Die Zivilcourage ist auf den Hund gekommen. Diesen Eindruck muss haben, wer in der letzten Woche die Meldung las, dass ein Dresdner Hotel die Zimmerbuchung des NPD-Fraktionschefs Holger Apfel und seines Stellvertreters storniert und diesen Vorgang aus billigem Kalkül öffentlich gemacht hat. Was ist damit gewonnen? Die Auseinandersetzung mit den rechtsextremen Teilen unserer Gesellschaft muss geführt werden um Werte und Ansichten, in Jugendhäusern und Versammlungsstätten, mit Argument und Gesetz. Stornierung als Pressemeldung ist aber keine Auseinandersetzung. Das Fatale an solch scheinbar demokratischem Übereifer, der sich auch in der Gestalt des Eva-Herman-Rausschmeißers Johannes B. Kerner exemplifiziert, liegt in der unhinterfragten Bestärkung von rechten Gedankenträgern in ihrer selbst empfundenen Marginalisierung.
Vor diesem Hintergrund ist ein Projekt, wie es die Theaterregisseurin Gudrun Herrbold gemeinsam mit Ursula Rogg und Kristina Stang im Berliner Theater an der Parkaue mit Unterstützung der Bundeskulturstiftung realisiert hat, nicht hoch genug zu loben. Dynamoland widmet sich einem blinden Fleck der Gesellschaft, in dem sich alles verwirrt, was in der deutschen Geschichte als Problem markiert ist. Beim Versuch, Klarheit herzustellen, dürfte Subversionstheoretikern und Frustrationspsychologen schwindlig werden: Nazis, Hooligans, Stasi und DDR-Sehnsucht kodieren in der öffentlichen Wahrnehmung das Emblem des BFC Dynamo, eines heute viertklassigen Fußballklubs, der in den achtziger Jahren durch den Willen Erich Mielkes als Serienmeister den ostdeutschen Fußball veröden ließ.

§ AUSZÜGE DER DATENSÄTZE:
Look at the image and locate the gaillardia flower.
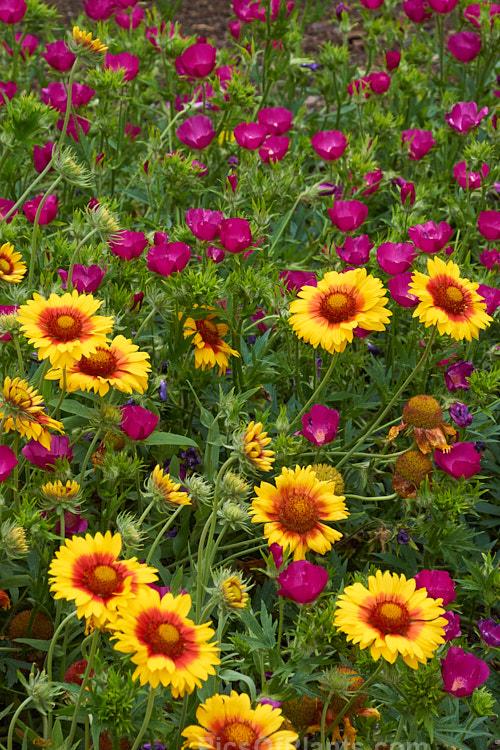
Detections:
[410,258,492,341]
[113,588,220,698]
[289,268,392,354]
[49,531,157,627]
[334,570,447,669]
[45,336,151,396]
[182,690,299,750]
[249,466,349,560]
[184,313,240,375]
[17,289,113,367]
[0,376,64,449]
[0,242,26,284]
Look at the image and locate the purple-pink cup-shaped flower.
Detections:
[335,239,373,268]
[23,195,59,227]
[21,435,73,471]
[259,135,290,164]
[233,122,267,151]
[413,569,457,607]
[277,560,328,604]
[434,443,483,479]
[120,405,160,440]
[477,209,500,240]
[328,200,368,232]
[175,42,217,78]
[441,646,490,698]
[0,445,19,482]
[220,218,253,253]
[257,107,293,135]
[401,129,436,161]
[177,115,215,151]
[448,31,481,63]
[408,221,453,253]
[104,52,139,83]
[109,229,148,260]
[300,404,340,446]
[443,612,462,643]
[377,242,417,276]
[450,401,473,427]
[444,102,489,133]
[147,242,191,276]
[477,284,500,315]
[444,359,476,393]
[0,0,27,24]
[477,617,500,648]
[57,263,106,294]
[387,271,419,308]
[311,130,347,161]
[186,208,222,242]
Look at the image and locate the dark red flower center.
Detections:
[368,600,411,635]
[320,291,356,323]
[278,495,318,534]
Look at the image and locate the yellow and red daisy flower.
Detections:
[334,570,447,669]
[46,336,151,396]
[243,421,274,471]
[289,268,392,354]
[0,376,64,449]
[49,531,157,627]
[182,690,299,750]
[409,258,493,341]
[249,466,349,560]
[17,289,113,367]
[113,588,220,698]
[184,313,240,375]
[0,242,26,284]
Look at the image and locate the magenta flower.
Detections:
[477,617,500,648]
[377,242,417,276]
[453,161,490,190]
[259,135,290,164]
[434,443,483,479]
[448,31,481,63]
[177,115,215,151]
[277,560,328,604]
[0,0,27,24]
[311,130,347,161]
[477,209,500,240]
[220,219,253,253]
[42,39,76,73]
[328,200,368,232]
[444,360,476,393]
[443,612,462,643]
[450,401,473,427]
[413,569,457,607]
[0,445,19,482]
[441,646,490,698]
[21,435,73,471]
[147,242,191,276]
[408,221,453,253]
[257,107,293,135]
[104,52,139,83]
[108,229,148,260]
[299,404,340,446]
[387,271,419,307]
[401,129,436,161]
[233,122,267,151]
[444,102,489,133]
[23,195,59,227]
[186,208,222,242]
[120,405,160,440]
[175,42,217,78]
[335,234,373,267]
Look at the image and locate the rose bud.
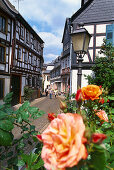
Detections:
[36,134,42,142]
[48,113,56,121]
[60,101,67,110]
[99,98,105,104]
[92,133,107,144]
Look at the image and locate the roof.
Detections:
[71,0,114,24]
[0,0,44,43]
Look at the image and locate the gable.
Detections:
[71,0,114,24]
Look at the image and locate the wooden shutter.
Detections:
[106,24,114,46]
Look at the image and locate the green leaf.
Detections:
[32,158,44,169]
[23,133,30,139]
[38,110,45,116]
[30,125,35,131]
[90,145,106,170]
[28,107,39,114]
[0,110,7,119]
[20,101,30,109]
[7,151,13,157]
[108,96,114,100]
[17,160,25,166]
[0,120,14,131]
[3,92,13,104]
[0,129,13,146]
[21,111,29,120]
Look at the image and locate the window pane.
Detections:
[0,17,2,31]
[0,46,5,62]
[0,79,4,99]
[3,18,6,32]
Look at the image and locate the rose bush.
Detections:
[41,113,88,170]
[81,85,102,100]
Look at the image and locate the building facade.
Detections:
[50,56,62,92]
[0,0,44,104]
[62,0,114,93]
[42,62,54,92]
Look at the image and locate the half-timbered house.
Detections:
[0,0,44,104]
[62,0,114,93]
[0,0,14,103]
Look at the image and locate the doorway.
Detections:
[11,74,21,106]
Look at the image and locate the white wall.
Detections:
[71,70,92,93]
[71,70,77,93]
[81,70,92,87]
[21,77,25,96]
[0,75,10,104]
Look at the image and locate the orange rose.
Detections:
[41,113,88,170]
[95,110,108,122]
[82,85,102,100]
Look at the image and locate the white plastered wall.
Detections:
[21,77,25,96]
[81,70,92,87]
[71,70,92,93]
[71,70,77,93]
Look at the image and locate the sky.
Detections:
[9,0,81,63]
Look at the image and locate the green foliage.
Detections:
[87,40,114,94]
[24,86,33,101]
[0,93,45,169]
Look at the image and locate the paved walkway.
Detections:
[13,96,63,139]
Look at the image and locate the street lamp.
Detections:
[70,28,91,89]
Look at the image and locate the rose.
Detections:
[60,101,67,110]
[75,89,83,102]
[48,113,56,121]
[82,85,102,100]
[36,135,42,142]
[41,113,88,170]
[99,98,105,104]
[92,133,107,143]
[95,110,108,122]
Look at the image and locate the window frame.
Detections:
[20,24,25,40]
[0,44,6,63]
[0,78,5,100]
[17,47,22,61]
[0,14,7,34]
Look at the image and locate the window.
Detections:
[28,76,31,86]
[0,79,4,99]
[47,76,50,81]
[26,31,29,43]
[18,48,22,60]
[20,25,24,38]
[0,46,5,62]
[106,24,114,46]
[0,16,6,33]
[24,52,27,63]
[32,77,35,87]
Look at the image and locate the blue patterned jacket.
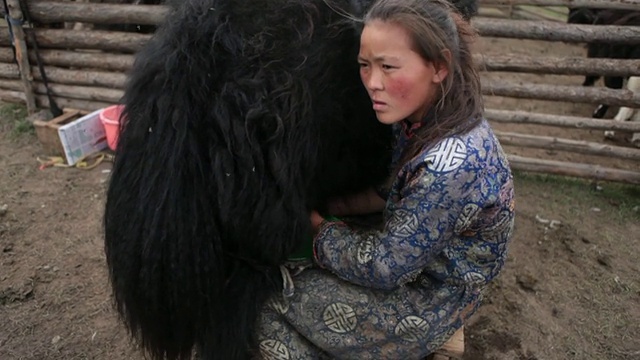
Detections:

§ SCHRIFTLICHE AUFGABE A:
Überarbeite die Auswahl, indem du sie beginnend mit „Die Zivilcourage ist“ und fortlaufend bis einschließlich „selbst empfundenen Marginalisierung.“ wiedergibst. Ersetze dabei „Hotel“ durch „Gasthaus“.
§ SCHRIFTLICHE AUFGABE B:
Gib die Zeilen der Datensätze als nummerierte Liste ohne Leerzeilen wieder, beginnend mit der Zeile mit „Look at the image and locate the window frame.“ und fortlaufend bis zum Ende der Datensätze. Lass die Bilder dabei weg.

§ ANTWORT A:
Die Zivilcourage ist auf den Hund gekommen. Diesen Eindruck muss haben, wer in der letzten Woche die Meldung las, dass ein Dresdner Gasthaus die Zimmerbuchung des NPD-Fraktionschefs Holger Apfel und seines Stellvertreters storniert und diesen Vorgang aus billigem Kalkül öffentlich gemacht hat. Was ist damit gewonnen? Die Auseinandersetzung mit den rechtsextremen Teilen unserer Gesellschaft muss geführt werden um Werte und Ansichten, in Jugendhäusern und Versammlungsstätten, mit Argument und Gesetz. Stornierung als Pressemeldung ist aber keine Auseinandersetzung. Das Fatale an solch scheinbar demokratischem Übereifer, der sich auch in der Gestalt des Eva-Herman-Rausschmeißers Johannes B. Kerner exemplifiziert, liegt in der unhinterfragten Bestärkung von rechten Gedankenträgern in ihrer selbst empfundenen Marginalisierung.

§ ANTWORT B:
1. Look at the image and locate the window frame.
2. Detections:
3. [20,24,25,40]
4. [0,44,6,63]
5. [0,78,5,100]
6. [17,47,22,61]
7. [0,14,7,34]
8. Look at the image and locate the window.
9. Detections:
10. [28,76,31,86]
11. [0,79,4,99]
12. [47,76,50,81]
13. [26,31,29,43]
14. [18,48,22,60]
15. [20,25,24,38]
16. [0,46,5,62]
17. [106,24,114,46]
18. [0,16,6,33]
19. [24,52,27,63]
20. [32,77,35,87]
21. Look at the image and locate the blue patterned jacket.
22. Detections:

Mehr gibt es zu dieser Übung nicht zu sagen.